■ Requirements ■
Retype the full set of records. Keep every character identical.

Start of Extracted material

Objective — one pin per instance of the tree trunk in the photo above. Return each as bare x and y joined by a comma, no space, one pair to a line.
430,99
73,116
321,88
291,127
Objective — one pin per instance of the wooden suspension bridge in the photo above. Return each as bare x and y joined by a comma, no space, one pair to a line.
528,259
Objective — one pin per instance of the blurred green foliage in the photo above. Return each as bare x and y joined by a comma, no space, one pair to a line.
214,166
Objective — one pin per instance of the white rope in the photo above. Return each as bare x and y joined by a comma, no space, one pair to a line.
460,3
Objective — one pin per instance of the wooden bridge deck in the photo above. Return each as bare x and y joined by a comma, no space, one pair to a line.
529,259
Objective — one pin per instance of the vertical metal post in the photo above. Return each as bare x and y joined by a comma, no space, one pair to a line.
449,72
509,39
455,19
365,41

End of Extracted material

■ Written response ■
Objective — one pin per instance of the tree trunk in the photo above. Return each as bare x and y joined by a comma, no space, one pair to a line.
430,99
73,116
321,88
291,127
Objective — one pin per instance of the wooden suspension bridge in the photo above. Return each as bare x and y joined by a comma, no space, one pair to a line.
528,259
Objective — one pin per instance of the blurred green foliage in the photo above. Return each as bare x and y joined by a comma, no space, one pair to a line.
214,166
Objective — one pin per instance of the white rope in the photo above. Return each as bare x and y joined by a comma, no space, one pair to a line.
460,3
Objective — one pin per instance of the wooden bridge deck in the photo above. Return each as bare x and y joined by a comma, no space, one pair to a line.
529,259
Objective — one pin per instance of the vertical metal post in the photo above. Return each as bare x and y joined by a comma, no space, one pair to a line.
449,72
509,39
455,19
365,41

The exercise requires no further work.